STORY AND PHOTO BY KAREN BOSSICK
Open your hearts on behalf of children with cancer when the lively and glamorous Share Your Heart Ball returns on behalf of Camp Rainbow Gold.
Share Your Heart Ball will be held at 5:30 p.m. Saturday, Feb. 17, at the Limelight Ballroom at the Sun Valley Inn. For tickets, call 208-928-7820 or visit https://camprainbowgold.org/share-your-heart/.
The camp was established to give children with cancer a place where they can just be kids, form bonds with children who share their challenges and have a camp experience under the watchful eye of camp staff and medical personnel.
“Camp brings us together and puts us on common ground where the struggles of everyday life don’t seem so heavy,” said Colin, a former camper and current volunteer.
The evening will present an opportunity to engage in pre-dinner games, including a Wishing Well since camp is full of wishes. The night will be capped by dancing to cover tunes served up by No Limits out of Salt Lake City.
As with last year, there will be a chance to take part in a heads-or-tails game in which the last person standing will win a pair of diamond earrings thumbs from Christopher & Co. in Hailey. The silent auction is being brought back, and it will be accompanied by a live auction featuring a ski package donated by Sun Valley Resort, a trip to Greece, a week at a private home in Baja, Mexico and a week at a private home in the Tuscan area of Italy.
Also on the auction blocks is the second annual private flag football Idaho Lumber Bowl game with former Heisman Trophy winner and NFL quarterback Carson Palmer, who has become a champion of Camp Rainbow Gold since moving to Sun Valley several years ago.
Last year Todd Hunter of Idaho Lumber transformed his yard in the Bellevue Triangle into a half-football field with lines and everything for the first bowl game, which was accompanied by food trucks, swag and footballs autographed by Palmer
“It was so fun for both children and adults,” said Christl Holzl, development director for Camp Rainbow Gold.
There will also be an opportunity to hear from three camp families, and this year there will be a surprise in store that will change the future of one of Camp Rainbow Gold’s kids, said Holzl.
Funds raised at the Share Your Heart Ball and donations throughout the year help purchase art supplies, adaptive bikes, Hershey bars, marshmallows and graham crackers for s’mores and costumes for dances, as well as transportation, rental equipment and medical supplies.
The Boise-based Camp Rainbow Gold serves more than 400 children with cancer and their family members with the help of more than 300 volunteers who contribute more than 27,000 hours of volunteer time per year.
It provides year-round programs for children and their families, including oncology camps for children with cancer, sibling camps for those whose brothers or sisters have cancer and family camps. The organization also hosts a teen support group and provides college scholarship for youth who have battled cancer.
All the programs are free.
Camps are held at the 172-acre Hidden Paradise camp near Fairfield. It is Idaho’s only purpose-built medical camp. As such, it’s being used by a variety of other groups, including the Sunrise Retreats widow’s group, an amputee camp, those with epilepsy and children with diabetes.

| GIVEN DATA |
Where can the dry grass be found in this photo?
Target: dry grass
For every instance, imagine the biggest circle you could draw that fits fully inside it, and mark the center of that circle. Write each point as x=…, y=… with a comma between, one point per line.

| ASSIGNED TASK |
Write out the stretch of the article on the Share Your Heart Ball from "Share Your Heart Ball will" through "Salt Lake City.", word for word. The material is separate from the article on the Share Your Heart Ball.

| FINAL ANSWER |
Share Your Heart Ball will be held at 5:30 p.m. Saturday, Feb. 17, at the Limelight Ballroom at the Sun Valley Inn. For tickets, call 208-928-7820 or visit https://camprainbowgold.org/share-your-heart/.
The camp was established to give children with cancer a place where they can just be kids, form bonds with children who share their challenges and have a camp experience under the watchful eye of camp staff and medical personnel.
“Camp brings us together and puts us on common ground where the struggles of everyday life don’t seem so heavy,” said Colin, a former camper and current volunteer.
The evening will present an opportunity to engage in pre-dinner games, including a Wishing Well since camp is full of wishes. The night will be capped by dancing to cover tunes served up by No Limits out of Salt Lake City.